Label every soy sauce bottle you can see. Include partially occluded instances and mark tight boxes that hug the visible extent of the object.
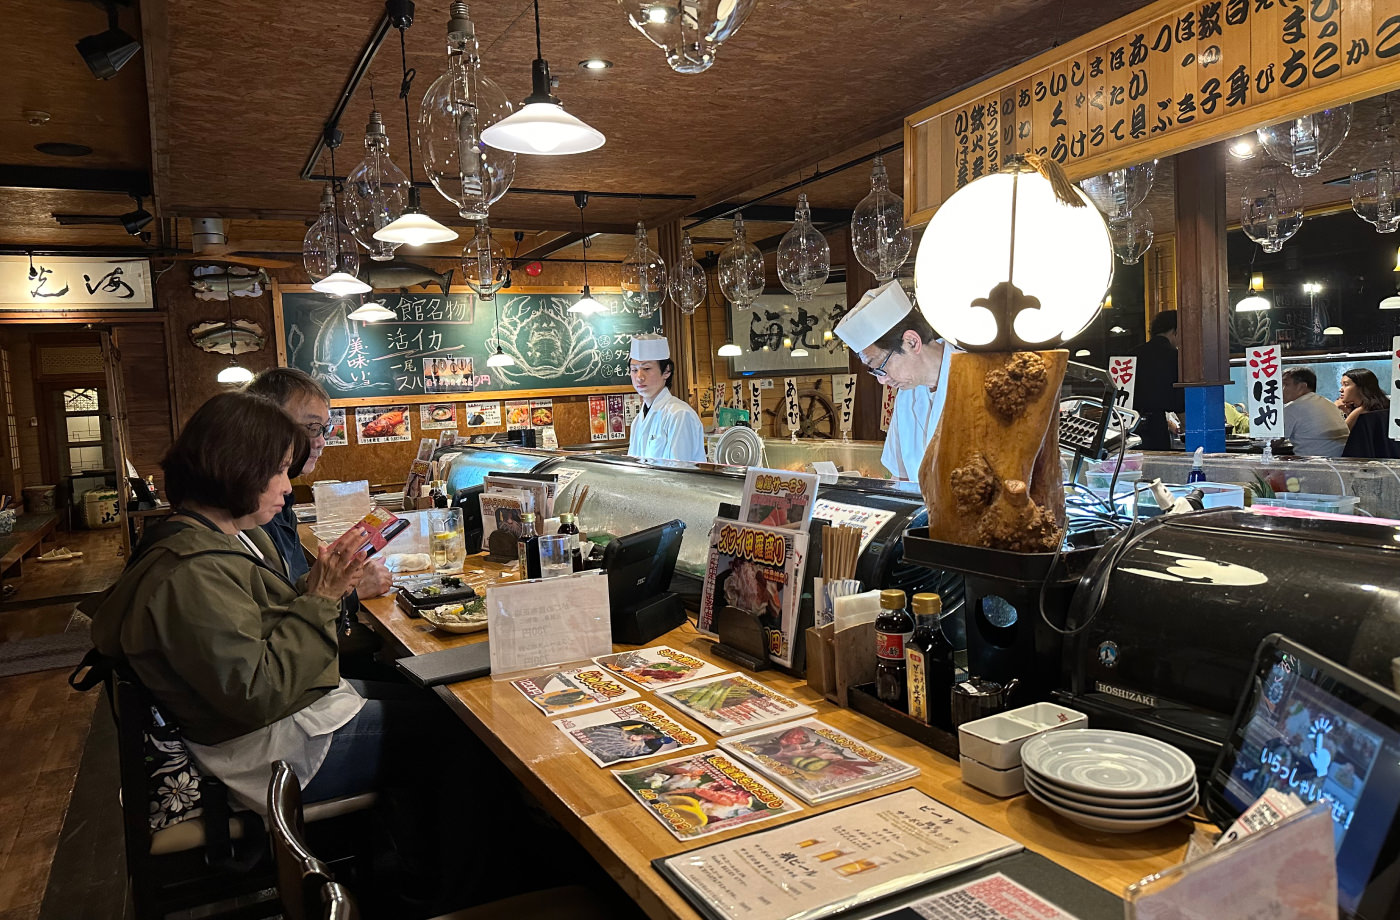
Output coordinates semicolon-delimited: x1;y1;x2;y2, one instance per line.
557;513;584;572
874;589;913;708
518;512;542;580
906;592;956;728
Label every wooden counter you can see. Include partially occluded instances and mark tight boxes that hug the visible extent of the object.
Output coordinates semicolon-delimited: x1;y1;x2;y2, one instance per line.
334;536;1189;920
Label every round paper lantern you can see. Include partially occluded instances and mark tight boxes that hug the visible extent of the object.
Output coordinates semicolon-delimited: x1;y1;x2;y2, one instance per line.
914;159;1113;351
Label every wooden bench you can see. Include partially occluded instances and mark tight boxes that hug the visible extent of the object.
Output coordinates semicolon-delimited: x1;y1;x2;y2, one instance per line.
0;512;59;577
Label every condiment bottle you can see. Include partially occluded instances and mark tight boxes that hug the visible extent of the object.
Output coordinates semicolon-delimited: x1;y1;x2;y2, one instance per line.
518;512;541;579
905;592;955;728
874;589;913;708
557;513;583;572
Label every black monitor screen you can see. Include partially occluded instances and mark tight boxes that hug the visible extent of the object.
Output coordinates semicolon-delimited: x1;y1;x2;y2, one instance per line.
603;519;686;613
1210;636;1400;918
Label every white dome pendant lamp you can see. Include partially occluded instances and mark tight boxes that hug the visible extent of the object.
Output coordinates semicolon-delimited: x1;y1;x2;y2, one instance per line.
480;0;605;156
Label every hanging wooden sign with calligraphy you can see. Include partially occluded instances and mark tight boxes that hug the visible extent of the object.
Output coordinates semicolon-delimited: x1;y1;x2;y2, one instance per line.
0;256;153;311
1109;356;1138;410
1246;344;1285;439
831;374;857;436
905;0;1400;223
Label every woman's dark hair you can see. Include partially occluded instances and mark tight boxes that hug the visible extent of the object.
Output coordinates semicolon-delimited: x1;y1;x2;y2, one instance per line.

_ _ _

▶ **Your instructions**:
Print all the material above exactly, and drop the images.

▶ **Task result**:
Label every soy sauce bottle you can see. Include partially occluded instances and mark tight boxes that hug the visible extent of the object.
Output coordinates semicolon-delimited: x1;y1;x2;y2, one instance per line.
557;513;584;572
874;589;913;708
518;512;542;580
906;592;956;728
Label every wooden counter you can see. Include partially occluded instances and mark tight boxes that hug the visible extent of the object.
Output coordinates semicolon-delimited: x1;y1;x2;y2, one instance per line.
334;536;1189;920
Label every round paper lantern you can see. Include partially occluded instances and mark tight boxes that hug the visible extent of the object.
Output coordinates semicolon-delimited: x1;y1;x2;y2, one instance per line.
914;159;1113;351
Label every wooden bench you can see. Include partially occluded instances and mark tight boxes that hug the visible extent of the object.
Output coordinates semicolon-delimited: x1;y1;x2;y2, one instance per line.
0;512;59;577
Label every condiment bottle you can see. Include partially occluded instances and mark tight boxes that hug the visible extent of the object.
Output coordinates semicolon-delimited: x1;y1;x2;y2, one instance per line.
518;512;541;579
905;592;955;728
874;589;913;708
557;513;583;572
Label every black monitor screen you can see. Include partially occluded instances and mark tight boxes that hug the visible extent of the object.
Output coordinates semicolon-delimited: x1;y1;x2;y2, one instance per line.
603;519;686;613
1210;636;1400;918
Label every white dome pendant lamp you can see. Include partially occluded instances and mark tight boxes that hug the visible extent of the object.
Output coordinates semicolon-delimited: x1;y1;x2;y2, one instance per line.
480;0;605;156
Label every hanging wooden sign with calligraphy you can see. Include partially occluded instances and mark tight boxes that hug the visible extent of the object.
Output coordinates semicolon-delimited: x1;y1;x2;y2, one instance per line.
0;256;153;311
1109;356;1138;410
1246;344;1285;439
831;374;857;436
905;0;1400;223
Label every woman's dark hair you can see. Include partially occluded instances and mark tight boxes that hug the visible extent of the object.
Output coordinates semicolon-delimited: x1;y1;x2;y2, one instance per line.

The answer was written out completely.